____ ENTRIES SUPPLIED

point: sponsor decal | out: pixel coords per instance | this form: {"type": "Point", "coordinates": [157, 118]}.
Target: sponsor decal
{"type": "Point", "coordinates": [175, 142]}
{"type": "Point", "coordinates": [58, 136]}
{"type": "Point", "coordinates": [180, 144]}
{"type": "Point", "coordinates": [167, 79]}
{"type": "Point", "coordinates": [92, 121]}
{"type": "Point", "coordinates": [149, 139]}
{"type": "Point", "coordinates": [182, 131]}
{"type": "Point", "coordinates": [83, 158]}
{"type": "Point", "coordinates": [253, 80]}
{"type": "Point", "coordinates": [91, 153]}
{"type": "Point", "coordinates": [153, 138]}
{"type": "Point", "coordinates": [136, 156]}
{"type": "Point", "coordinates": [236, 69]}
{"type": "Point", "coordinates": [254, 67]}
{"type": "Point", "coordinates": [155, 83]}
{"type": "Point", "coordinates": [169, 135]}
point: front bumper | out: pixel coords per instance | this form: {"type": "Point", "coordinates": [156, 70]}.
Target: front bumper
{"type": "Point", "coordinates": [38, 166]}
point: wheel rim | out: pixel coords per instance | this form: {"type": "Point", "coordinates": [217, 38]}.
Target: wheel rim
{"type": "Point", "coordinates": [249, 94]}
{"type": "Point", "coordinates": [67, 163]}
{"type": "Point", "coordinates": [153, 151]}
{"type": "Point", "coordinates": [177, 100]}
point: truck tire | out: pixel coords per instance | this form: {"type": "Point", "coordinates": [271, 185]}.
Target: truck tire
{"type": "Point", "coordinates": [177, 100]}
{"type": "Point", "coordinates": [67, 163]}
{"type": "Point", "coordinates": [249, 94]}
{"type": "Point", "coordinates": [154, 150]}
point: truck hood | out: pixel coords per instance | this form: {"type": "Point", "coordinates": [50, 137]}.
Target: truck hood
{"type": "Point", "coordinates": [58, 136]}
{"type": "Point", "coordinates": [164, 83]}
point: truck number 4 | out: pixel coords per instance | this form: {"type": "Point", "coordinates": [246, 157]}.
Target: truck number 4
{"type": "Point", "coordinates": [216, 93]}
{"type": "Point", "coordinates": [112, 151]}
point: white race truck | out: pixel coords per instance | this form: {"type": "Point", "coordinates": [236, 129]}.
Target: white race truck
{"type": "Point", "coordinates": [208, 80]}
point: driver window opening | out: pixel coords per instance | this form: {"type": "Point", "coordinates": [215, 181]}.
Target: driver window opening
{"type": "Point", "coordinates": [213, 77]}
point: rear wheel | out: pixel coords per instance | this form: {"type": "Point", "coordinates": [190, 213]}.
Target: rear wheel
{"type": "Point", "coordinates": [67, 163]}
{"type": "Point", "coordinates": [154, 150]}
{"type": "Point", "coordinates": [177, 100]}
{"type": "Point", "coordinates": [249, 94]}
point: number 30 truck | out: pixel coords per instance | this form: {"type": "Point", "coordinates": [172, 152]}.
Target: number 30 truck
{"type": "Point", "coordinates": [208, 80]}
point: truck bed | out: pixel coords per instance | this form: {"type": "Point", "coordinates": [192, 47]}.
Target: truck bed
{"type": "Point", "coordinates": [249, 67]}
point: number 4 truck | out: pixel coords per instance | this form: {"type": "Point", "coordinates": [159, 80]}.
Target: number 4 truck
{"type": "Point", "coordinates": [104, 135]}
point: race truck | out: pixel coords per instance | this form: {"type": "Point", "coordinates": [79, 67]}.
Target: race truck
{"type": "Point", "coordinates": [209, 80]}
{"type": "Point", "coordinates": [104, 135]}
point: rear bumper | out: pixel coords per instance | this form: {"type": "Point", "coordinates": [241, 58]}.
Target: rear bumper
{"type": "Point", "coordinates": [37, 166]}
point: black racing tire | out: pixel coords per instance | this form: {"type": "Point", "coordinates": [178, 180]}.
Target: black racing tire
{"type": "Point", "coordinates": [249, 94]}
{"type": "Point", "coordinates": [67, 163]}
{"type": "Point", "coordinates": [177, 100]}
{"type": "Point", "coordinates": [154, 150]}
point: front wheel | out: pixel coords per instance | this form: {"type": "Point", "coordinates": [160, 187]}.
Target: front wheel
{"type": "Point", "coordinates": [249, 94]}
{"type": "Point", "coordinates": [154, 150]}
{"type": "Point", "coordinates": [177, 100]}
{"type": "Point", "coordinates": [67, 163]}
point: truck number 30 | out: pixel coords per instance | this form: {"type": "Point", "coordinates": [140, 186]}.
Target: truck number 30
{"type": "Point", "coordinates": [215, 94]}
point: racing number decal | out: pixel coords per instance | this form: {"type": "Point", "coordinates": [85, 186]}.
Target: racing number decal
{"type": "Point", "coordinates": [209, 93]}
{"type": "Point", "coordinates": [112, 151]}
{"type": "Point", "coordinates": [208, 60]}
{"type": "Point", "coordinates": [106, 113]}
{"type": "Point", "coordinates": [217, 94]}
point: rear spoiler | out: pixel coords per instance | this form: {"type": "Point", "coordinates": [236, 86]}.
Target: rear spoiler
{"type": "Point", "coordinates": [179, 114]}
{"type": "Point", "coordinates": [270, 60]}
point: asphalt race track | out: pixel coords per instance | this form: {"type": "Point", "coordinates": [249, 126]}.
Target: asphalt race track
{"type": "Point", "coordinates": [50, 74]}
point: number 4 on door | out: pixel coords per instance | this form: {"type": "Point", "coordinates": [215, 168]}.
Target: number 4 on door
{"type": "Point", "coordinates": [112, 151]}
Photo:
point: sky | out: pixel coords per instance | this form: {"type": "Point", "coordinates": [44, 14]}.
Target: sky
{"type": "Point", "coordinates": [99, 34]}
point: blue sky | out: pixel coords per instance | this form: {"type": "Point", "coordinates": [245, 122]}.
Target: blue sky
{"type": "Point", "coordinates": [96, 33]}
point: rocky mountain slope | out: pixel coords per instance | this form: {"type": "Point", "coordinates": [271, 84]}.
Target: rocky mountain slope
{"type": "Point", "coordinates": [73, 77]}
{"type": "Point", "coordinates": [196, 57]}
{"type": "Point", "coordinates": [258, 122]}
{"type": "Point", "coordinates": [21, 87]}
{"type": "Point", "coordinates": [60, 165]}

________

**EXERCISE TASK:**
Transcribe every record above exactly as it appears.

**THE SOLUTION:**
point: sponsor decal | out: pixel coords per instance | this form: {"type": "Point", "coordinates": [157, 118]}.
Target: sponsor decal
{"type": "Point", "coordinates": [175, 142]}
{"type": "Point", "coordinates": [58, 136]}
{"type": "Point", "coordinates": [180, 144]}
{"type": "Point", "coordinates": [167, 79]}
{"type": "Point", "coordinates": [92, 121]}
{"type": "Point", "coordinates": [149, 139]}
{"type": "Point", "coordinates": [182, 131]}
{"type": "Point", "coordinates": [83, 158]}
{"type": "Point", "coordinates": [253, 80]}
{"type": "Point", "coordinates": [91, 153]}
{"type": "Point", "coordinates": [153, 138]}
{"type": "Point", "coordinates": [136, 156]}
{"type": "Point", "coordinates": [236, 69]}
{"type": "Point", "coordinates": [254, 67]}
{"type": "Point", "coordinates": [155, 83]}
{"type": "Point", "coordinates": [169, 135]}
point: front bumper | out: pixel coords per instance | this form: {"type": "Point", "coordinates": [156, 70]}.
Target: front bumper
{"type": "Point", "coordinates": [38, 166]}
point: wheel rim | out: pixel coords per instance | this form: {"type": "Point", "coordinates": [217, 38]}.
Target: wheel rim
{"type": "Point", "coordinates": [249, 94]}
{"type": "Point", "coordinates": [67, 163]}
{"type": "Point", "coordinates": [153, 151]}
{"type": "Point", "coordinates": [177, 100]}
point: truck tire | out: pixel coords per instance | this form: {"type": "Point", "coordinates": [271, 185]}.
Target: truck tire
{"type": "Point", "coordinates": [177, 100]}
{"type": "Point", "coordinates": [67, 163]}
{"type": "Point", "coordinates": [249, 94]}
{"type": "Point", "coordinates": [154, 150]}
point: truck hood | out: pixel coords per instance | this form: {"type": "Point", "coordinates": [50, 137]}.
Target: truck hood
{"type": "Point", "coordinates": [58, 136]}
{"type": "Point", "coordinates": [164, 83]}
point: truck number 4 | out: pixel coords per instance | this form: {"type": "Point", "coordinates": [246, 157]}.
Target: truck number 4
{"type": "Point", "coordinates": [216, 93]}
{"type": "Point", "coordinates": [112, 151]}
point: white race truck | out: pixel coords per instance | this form: {"type": "Point", "coordinates": [236, 129]}.
Target: white race truck
{"type": "Point", "coordinates": [208, 80]}
point: driver window opening | out: pixel coords per instance | this form: {"type": "Point", "coordinates": [215, 181]}.
Target: driver window opening
{"type": "Point", "coordinates": [213, 77]}
point: rear wheel | out: pixel coords per instance | this form: {"type": "Point", "coordinates": [190, 213]}.
Target: rear wheel
{"type": "Point", "coordinates": [67, 163]}
{"type": "Point", "coordinates": [154, 150]}
{"type": "Point", "coordinates": [177, 100]}
{"type": "Point", "coordinates": [249, 94]}
point: number 30 truck | out: pixel coords per instance | this form: {"type": "Point", "coordinates": [172, 152]}.
Target: number 30 truck
{"type": "Point", "coordinates": [208, 80]}
point: truck bed | out: pixel coords per instance | this form: {"type": "Point", "coordinates": [192, 47]}.
Target: truck bed
{"type": "Point", "coordinates": [249, 67]}
point: number 4 truck | out: pixel coords per instance | this form: {"type": "Point", "coordinates": [159, 80]}.
Target: number 4 truck
{"type": "Point", "coordinates": [104, 135]}
point: race truck | out: pixel coords per instance | this form: {"type": "Point", "coordinates": [79, 67]}.
Target: race truck
{"type": "Point", "coordinates": [209, 80]}
{"type": "Point", "coordinates": [104, 135]}
point: rear bumper | out: pixel coords per instance | this form: {"type": "Point", "coordinates": [241, 58]}.
Target: rear bumper
{"type": "Point", "coordinates": [37, 166]}
point: black racing tire | out: pixel coords per instance | this form: {"type": "Point", "coordinates": [178, 180]}.
Target: black racing tire
{"type": "Point", "coordinates": [249, 94]}
{"type": "Point", "coordinates": [67, 163]}
{"type": "Point", "coordinates": [177, 100]}
{"type": "Point", "coordinates": [154, 150]}
point: front wheel | out: pixel coords per instance | this form: {"type": "Point", "coordinates": [160, 187]}.
Target: front wheel
{"type": "Point", "coordinates": [249, 94]}
{"type": "Point", "coordinates": [154, 150]}
{"type": "Point", "coordinates": [177, 100]}
{"type": "Point", "coordinates": [67, 163]}
point: truck number 30 | out: pixel coords per instance | this form: {"type": "Point", "coordinates": [140, 186]}.
Target: truck number 30
{"type": "Point", "coordinates": [215, 94]}
point: racing number decal | out: pixel coords per instance | this form: {"type": "Point", "coordinates": [85, 186]}.
Target: racing number decal
{"type": "Point", "coordinates": [209, 93]}
{"type": "Point", "coordinates": [112, 151]}
{"type": "Point", "coordinates": [208, 60]}
{"type": "Point", "coordinates": [106, 113]}
{"type": "Point", "coordinates": [217, 94]}
point: rear spoiler | out: pixel coords per instance | this form: {"type": "Point", "coordinates": [236, 86]}.
Target: rear spoiler
{"type": "Point", "coordinates": [179, 114]}
{"type": "Point", "coordinates": [270, 60]}
point: asphalt race track | out: pixel coords per instance | this form: {"type": "Point", "coordinates": [249, 126]}.
Target: asphalt race track
{"type": "Point", "coordinates": [50, 74]}
point: number 4 on door | out: pixel coords per instance | this form: {"type": "Point", "coordinates": [215, 168]}.
Target: number 4 on door
{"type": "Point", "coordinates": [112, 151]}
Photo:
point: sky | out: pixel coords per instance | this form: {"type": "Point", "coordinates": [44, 14]}.
Target: sky
{"type": "Point", "coordinates": [99, 34]}
point: blue sky | out: pixel coords per instance | this form: {"type": "Point", "coordinates": [245, 122]}.
Target: blue sky
{"type": "Point", "coordinates": [96, 33]}
point: rocky mountain slope | out: pixel coords per instance | this form: {"type": "Point", "coordinates": [271, 84]}.
Target: rocky mountain slope
{"type": "Point", "coordinates": [73, 77]}
{"type": "Point", "coordinates": [196, 57]}
{"type": "Point", "coordinates": [258, 122]}
{"type": "Point", "coordinates": [21, 87]}
{"type": "Point", "coordinates": [60, 165]}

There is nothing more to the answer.